An exact, complete copy of the lines below is the expected answer.

╭─ Available records

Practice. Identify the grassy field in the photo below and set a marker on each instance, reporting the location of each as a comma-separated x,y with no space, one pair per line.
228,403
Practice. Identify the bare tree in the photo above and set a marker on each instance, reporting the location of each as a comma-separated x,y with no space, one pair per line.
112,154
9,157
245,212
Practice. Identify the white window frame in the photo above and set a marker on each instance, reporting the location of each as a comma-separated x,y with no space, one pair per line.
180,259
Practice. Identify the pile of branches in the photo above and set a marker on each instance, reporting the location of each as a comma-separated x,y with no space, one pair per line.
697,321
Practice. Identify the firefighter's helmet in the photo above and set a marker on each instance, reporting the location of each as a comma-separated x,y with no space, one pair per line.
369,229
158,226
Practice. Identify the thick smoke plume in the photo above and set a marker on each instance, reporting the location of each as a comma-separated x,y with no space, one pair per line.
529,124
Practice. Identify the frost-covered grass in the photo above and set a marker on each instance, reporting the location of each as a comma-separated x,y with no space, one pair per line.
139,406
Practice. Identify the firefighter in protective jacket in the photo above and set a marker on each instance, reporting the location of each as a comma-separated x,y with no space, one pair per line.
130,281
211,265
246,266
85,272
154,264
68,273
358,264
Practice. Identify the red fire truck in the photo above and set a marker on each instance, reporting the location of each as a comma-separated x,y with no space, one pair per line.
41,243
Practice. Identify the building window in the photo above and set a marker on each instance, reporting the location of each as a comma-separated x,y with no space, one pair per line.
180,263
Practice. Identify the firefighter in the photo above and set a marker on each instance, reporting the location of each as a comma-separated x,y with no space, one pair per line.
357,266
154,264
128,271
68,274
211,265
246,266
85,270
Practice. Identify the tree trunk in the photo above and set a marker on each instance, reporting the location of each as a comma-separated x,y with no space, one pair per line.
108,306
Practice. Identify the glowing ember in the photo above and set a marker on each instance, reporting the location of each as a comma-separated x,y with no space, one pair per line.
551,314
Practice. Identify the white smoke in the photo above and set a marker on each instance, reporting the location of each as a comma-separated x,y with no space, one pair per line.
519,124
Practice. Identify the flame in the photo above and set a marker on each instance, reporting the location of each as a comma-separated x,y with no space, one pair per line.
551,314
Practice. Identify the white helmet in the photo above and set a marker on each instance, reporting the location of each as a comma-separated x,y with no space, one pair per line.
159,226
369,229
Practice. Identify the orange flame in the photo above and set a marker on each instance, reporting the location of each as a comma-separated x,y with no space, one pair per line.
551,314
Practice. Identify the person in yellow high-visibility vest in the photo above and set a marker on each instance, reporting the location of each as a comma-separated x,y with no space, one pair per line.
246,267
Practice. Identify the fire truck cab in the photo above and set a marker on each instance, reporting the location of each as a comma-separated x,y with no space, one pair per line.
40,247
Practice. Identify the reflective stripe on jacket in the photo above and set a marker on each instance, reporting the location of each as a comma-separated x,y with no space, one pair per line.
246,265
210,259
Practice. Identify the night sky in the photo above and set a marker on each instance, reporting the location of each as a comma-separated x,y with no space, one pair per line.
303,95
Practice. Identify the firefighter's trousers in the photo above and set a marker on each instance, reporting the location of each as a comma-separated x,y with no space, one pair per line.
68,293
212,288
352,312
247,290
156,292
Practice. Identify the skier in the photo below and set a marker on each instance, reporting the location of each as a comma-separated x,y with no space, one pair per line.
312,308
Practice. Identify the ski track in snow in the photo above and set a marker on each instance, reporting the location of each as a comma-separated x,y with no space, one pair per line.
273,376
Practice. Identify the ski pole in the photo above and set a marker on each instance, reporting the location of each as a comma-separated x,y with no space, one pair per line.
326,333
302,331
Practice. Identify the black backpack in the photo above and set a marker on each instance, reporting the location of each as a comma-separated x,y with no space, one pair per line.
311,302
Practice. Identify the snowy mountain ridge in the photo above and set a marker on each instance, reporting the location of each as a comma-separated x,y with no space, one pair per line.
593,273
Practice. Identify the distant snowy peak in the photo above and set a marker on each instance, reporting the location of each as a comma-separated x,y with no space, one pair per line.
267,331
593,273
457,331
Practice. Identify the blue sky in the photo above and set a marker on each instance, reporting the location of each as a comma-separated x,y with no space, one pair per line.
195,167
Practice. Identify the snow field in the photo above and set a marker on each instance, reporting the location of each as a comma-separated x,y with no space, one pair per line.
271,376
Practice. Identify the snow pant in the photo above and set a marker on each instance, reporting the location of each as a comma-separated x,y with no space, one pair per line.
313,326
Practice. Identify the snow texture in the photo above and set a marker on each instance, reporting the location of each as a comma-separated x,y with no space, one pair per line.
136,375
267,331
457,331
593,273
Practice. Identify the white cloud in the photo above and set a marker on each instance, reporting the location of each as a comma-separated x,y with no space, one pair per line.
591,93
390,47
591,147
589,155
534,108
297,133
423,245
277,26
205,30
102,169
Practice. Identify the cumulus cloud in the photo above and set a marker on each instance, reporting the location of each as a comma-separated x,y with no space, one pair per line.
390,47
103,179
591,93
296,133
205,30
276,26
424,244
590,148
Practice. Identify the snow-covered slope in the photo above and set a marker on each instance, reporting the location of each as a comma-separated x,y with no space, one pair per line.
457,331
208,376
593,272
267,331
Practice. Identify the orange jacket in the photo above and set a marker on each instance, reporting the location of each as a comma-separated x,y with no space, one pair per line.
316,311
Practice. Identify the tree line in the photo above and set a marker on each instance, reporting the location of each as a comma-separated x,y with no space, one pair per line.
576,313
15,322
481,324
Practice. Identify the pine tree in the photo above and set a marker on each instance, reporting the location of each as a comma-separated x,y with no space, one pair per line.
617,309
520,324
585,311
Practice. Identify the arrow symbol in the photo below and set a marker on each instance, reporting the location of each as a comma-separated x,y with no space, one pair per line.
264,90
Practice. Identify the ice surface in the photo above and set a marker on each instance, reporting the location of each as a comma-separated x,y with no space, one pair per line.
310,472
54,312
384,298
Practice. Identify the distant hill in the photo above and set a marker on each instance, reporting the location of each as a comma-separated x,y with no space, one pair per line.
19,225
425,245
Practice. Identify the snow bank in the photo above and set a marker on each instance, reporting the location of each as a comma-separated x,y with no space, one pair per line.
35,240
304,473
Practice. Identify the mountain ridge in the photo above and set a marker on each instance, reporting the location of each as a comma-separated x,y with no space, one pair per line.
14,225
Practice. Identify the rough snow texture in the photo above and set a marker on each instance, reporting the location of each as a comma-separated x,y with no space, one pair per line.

╰─

Task answer
Practice. Identify the grassy field in the photo below and set a marker on each instance, reporting the location of each as a comma-separated x,y with no space, one pair per line.
228,403
Practice. Identify the bare tree in the photo above and set a marker on each instance, reporting the location of each as a comma-separated x,y with no space, one pair per line.
112,154
9,157
245,212
Practice. Identify the white window frame in the photo above and set a marker on each instance, reporting the location of each as a comma-separated x,y with no space, one pair per line.
180,259
Practice. Identify the pile of branches in the photo above and set a marker on each instance, reporting the location of each as a comma-separated x,y with no space, one pair per line.
697,321
Practice. Identify the firefighter's helmet in the photo above and set a marker on each instance, reporting the location of each as a comma-separated x,y with no space, one pair per line.
369,229
158,226
Practice. Identify the thick smoke plume in the photo above and set a marker on each instance, reporting the location of each as a comma-separated x,y with no space, one pair per line.
529,124
Practice. Identify the frost-covered grass in the photo above and set a marker on each instance, reporting the location of each as a comma-separated x,y with no space, one pair per line.
139,406
Practice. Identify the firefighter in protective jacket in the photo above and set a marker on each instance, reporting the location of each as a comma-separated x,y with no space, one pair per line.
130,281
211,265
246,266
85,272
154,264
68,273
358,264
Practice. Identify the red fire truck in the photo above and set a marker on each instance, reporting the location of each as a comma-separated x,y with no space, one pair per line.
41,243
Practice. Identify the building window in the photo above and set a marker on each instance, reporting the location of each as a comma-separated x,y with no space, one pair per line.
180,263
Practice. Identify the firefighter in the photo above and set a marker on each instance, reporting the location of each as a comma-separated x,y with no space, one pair per line.
357,266
154,264
128,271
68,274
211,265
246,266
85,270
Practice. Identify the tree trunk in the photo above and set a marker on each instance, reporting the location of each as a comma-separated x,y with no space, one pair per line.
108,306
Practice. Identify the glowing ember in the photo above and set a marker on each instance, reporting the location of each as a comma-separated x,y with no space, one pair per line.
551,314
Practice. Identify the white smoke in the photo above and set a marker on each instance, reporting the location of each as a comma-separated x,y with no space, one pair per line.
519,124
Practice. Identify the flame in the photo above and set a marker on each instance, reporting the location of each as a comma-separated x,y with no space, one pair per line.
551,314
Practice. Identify the white helmet in the photo above and set a marker on each instance, reporting the location of each as a comma-separated x,y with no space, one pair per line.
159,226
369,229
Practice. Identify the orange flame in the photo above and set a marker on each instance, reporting the location of each as a comma-separated x,y with no space, one pair per line.
551,314
Practice. Identify the person in yellow high-visibility vest in the photo above and set a marker on each instance, reporting the location of each as a comma-separated x,y with no space, one pair per line.
246,267
Practice. Identify the fire truck cab in the photo above and set a marker on each instance, reporting the location of each as a comma-separated x,y with no space, one pair per line.
40,247
Practice. Identify the reflective stripe on jacket in the photo above and set a marker on each instance, reporting the location of each as a comma-separated x,y with no space, one pair per line.
246,265
210,259
Practice. Identify the night sky in the photo above and set a marker on each instance, reporting the location of each as a comma-separated x,y with no space, one pair per line.
303,95
Practice. Identify the firefighter's trousers in the photo above and set a marker on each instance, reporting the location of each as a comma-separated x,y with no space, one pair per line.
68,293
212,288
352,312
247,290
156,292
Practice. Identify the skier in the photo below and set a marker on each instance, reporting the location of each as a comma-separated x,y with no space, one pair per line.
312,308
Practice. Identify the ski track in snow in the photo above and set a marker on each instance, reporting the location of each as a comma-separated x,y with no space, one pair per line.
273,376
Practice. Identify the ski pole in the photo above and set a marker on each instance, reporting the location of each as a comma-separated x,y with no space, one pair per line.
326,333
302,331
Practice. Identify the black backpack in the photo above and set a marker on each instance, reporting the location of each as a comma-separated x,y with no space, one pair per line.
311,302
Practice. Identify the snowy mountain ridge in the photo above and set a marker on each instance, reporting the location of each as a comma-separated x,y with no space, one pair per line.
593,273
Practice. Identify the distant snowy peak in the photo above and set a marker on each instance, reporting the location of each as a comma-separated x,y with no space, one pair per line.
267,331
593,273
457,331
Practice. Identify the blue sky in the photo above and set a marker on each instance, reporting the location of each as a comma-separated x,y with no space, one pair per line.
195,167
Practice. Identify the snow field in the photo above and set a marker on each instance, reporting the location of each as a comma-separated x,y with no space, one pair per line.
271,376
Practice. Identify the snow pant in the photo above and set a marker on each instance, reporting the location of each as a comma-separated x,y with no space, one pair per line.
313,326
Practice. Identify the snow texture in the photo above and set a marker on each instance, reporting the location of each as a comma-separated x,y with no space, one pair per line.
136,375
267,331
457,331
593,273
Practice. Identify the white cloud in the photo above and set a marker on each instance, reporting the location of each as a comma-separated x,y with no space, one pair per line.
591,93
390,47
591,147
589,155
534,108
297,133
423,245
277,26
205,30
102,169
Practice. Identify the cumulus cloud in the photo above and set a marker on each instance, reporting the location of each as a comma-separated x,y with no space, one pair per line.
390,47
103,179
591,93
296,133
205,30
276,26
424,244
590,148
Practice. Identify the snow-covered slope in the photo above and set a marker on each instance, reporting the location of each as a comma-separated x,y with no space, one pair per line.
457,331
208,376
593,272
267,331
Practice. Identify the orange jacket in the photo above and set a marker on each instance, reporting the location of each as a comma-separated x,y with no space, one pair per line.
316,311
Practice. Identify the tree line in the photo above and set a marker on each instance, reporting the location of each as a comma-separated x,y with no space, one pair per line.
576,313
15,322
481,324
Practice. Identify the pine tree in the photo above and set a marker on each instance, reporting the location of each as a comma-separated x,y with no space, one pair per line.
617,309
520,324
585,311
Practice. Identify the arrow symbol in the photo below and set a marker on each instance, reporting the location of each as a comma-separated x,y with no space, one pair per line.
264,90
Practice. Identify the ice surface in the photo above and set a marker on each instance, reporting the location of each as a comma-separated x,y with no space, one pair per line.
310,472
54,312
384,298
Practice. Identify the distant hill in the photo above and set a marker on each instance, reporting the location of each as a comma-separated x,y with no space, one pair per line.
19,225
425,245
Practice. Identify the snow bank in the photo above and set a marker on each instance, reporting the location of each as a comma-separated x,y with no space, one pair per line.
35,240
304,473
Practice. Identify the mountain ridge in the photo above and set a marker on each instance, reporting the location of each as a comma-separated x,y with no space, one pair per line.
14,225
Practice. Identify the rough snow texture in the photo above and set a marker on each instance, reporting the location of each as a comma-separated x,y with no space, one pair per line.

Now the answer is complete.